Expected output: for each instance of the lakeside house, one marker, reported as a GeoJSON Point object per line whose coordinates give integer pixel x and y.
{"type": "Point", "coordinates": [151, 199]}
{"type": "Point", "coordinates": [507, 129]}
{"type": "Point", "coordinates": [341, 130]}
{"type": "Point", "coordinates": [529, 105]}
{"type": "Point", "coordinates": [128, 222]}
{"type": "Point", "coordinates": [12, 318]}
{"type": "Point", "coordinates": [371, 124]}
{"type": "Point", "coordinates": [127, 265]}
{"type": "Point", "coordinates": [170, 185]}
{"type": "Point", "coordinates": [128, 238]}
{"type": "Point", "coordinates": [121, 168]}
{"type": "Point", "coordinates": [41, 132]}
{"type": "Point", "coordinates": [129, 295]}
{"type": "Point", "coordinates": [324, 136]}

------------------------------------------------------------

→ What is expected: Copy the records above, substituting "lakeside cabin" for "lakeside house" and leaving every other character unchanged.

→ Solution:
Expected output: for each instance of the lakeside cabin, one marker, reported as a GeoJSON Point object per line whose coordinates give integer pixel x and y.
{"type": "Point", "coordinates": [151, 199]}
{"type": "Point", "coordinates": [507, 129]}
{"type": "Point", "coordinates": [341, 130]}
{"type": "Point", "coordinates": [529, 105]}
{"type": "Point", "coordinates": [128, 222]}
{"type": "Point", "coordinates": [12, 318]}
{"type": "Point", "coordinates": [371, 124]}
{"type": "Point", "coordinates": [127, 265]}
{"type": "Point", "coordinates": [170, 185]}
{"type": "Point", "coordinates": [128, 238]}
{"type": "Point", "coordinates": [121, 168]}
{"type": "Point", "coordinates": [41, 132]}
{"type": "Point", "coordinates": [129, 295]}
{"type": "Point", "coordinates": [324, 136]}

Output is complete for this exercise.